*Requirement*: Turn all the data below into a numbered list with one line per item. Skip blank lines and leave out the pictures.

*Stored rows*:
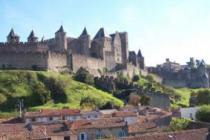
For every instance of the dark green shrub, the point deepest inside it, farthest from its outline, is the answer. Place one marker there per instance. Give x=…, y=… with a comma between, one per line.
x=85, y=78
x=136, y=78
x=146, y=100
x=203, y=114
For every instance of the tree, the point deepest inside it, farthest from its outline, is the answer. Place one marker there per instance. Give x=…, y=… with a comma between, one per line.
x=136, y=78
x=203, y=113
x=178, y=124
x=90, y=103
x=146, y=100
x=57, y=88
x=110, y=105
x=134, y=99
x=151, y=78
x=203, y=97
x=40, y=94
x=85, y=77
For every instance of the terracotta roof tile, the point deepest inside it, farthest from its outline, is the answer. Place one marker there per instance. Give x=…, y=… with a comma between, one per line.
x=99, y=123
x=135, y=128
x=124, y=114
x=53, y=112
x=198, y=134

*Solution to the exercise*:
1. For every instance of the dark green shrub, the point deepest inside it, farthest from its outline, is the answer. Place one marker there per instance. Give x=…, y=… with a comma between, one per line.
2. x=85, y=78
3. x=136, y=78
4. x=146, y=100
5. x=203, y=114
6. For every instance of the tree, the point deepest inside it, farthest from its outline, is the answer. Place one marker there per instance. Give x=…, y=… with a comma between, one per line.
7. x=136, y=78
8. x=203, y=113
9. x=178, y=124
10. x=90, y=103
11. x=146, y=100
12. x=57, y=88
13. x=110, y=105
14. x=134, y=99
15. x=151, y=78
16. x=203, y=97
17. x=40, y=94
18. x=85, y=77
19. For every instance of the terracotta roof tile, the point deepest inside it, farthest from its outline, is the answer. Place one marker there per instance. Give x=…, y=… with a comma between, one per line.
20. x=99, y=123
21. x=135, y=128
22. x=124, y=114
23. x=53, y=112
24. x=198, y=134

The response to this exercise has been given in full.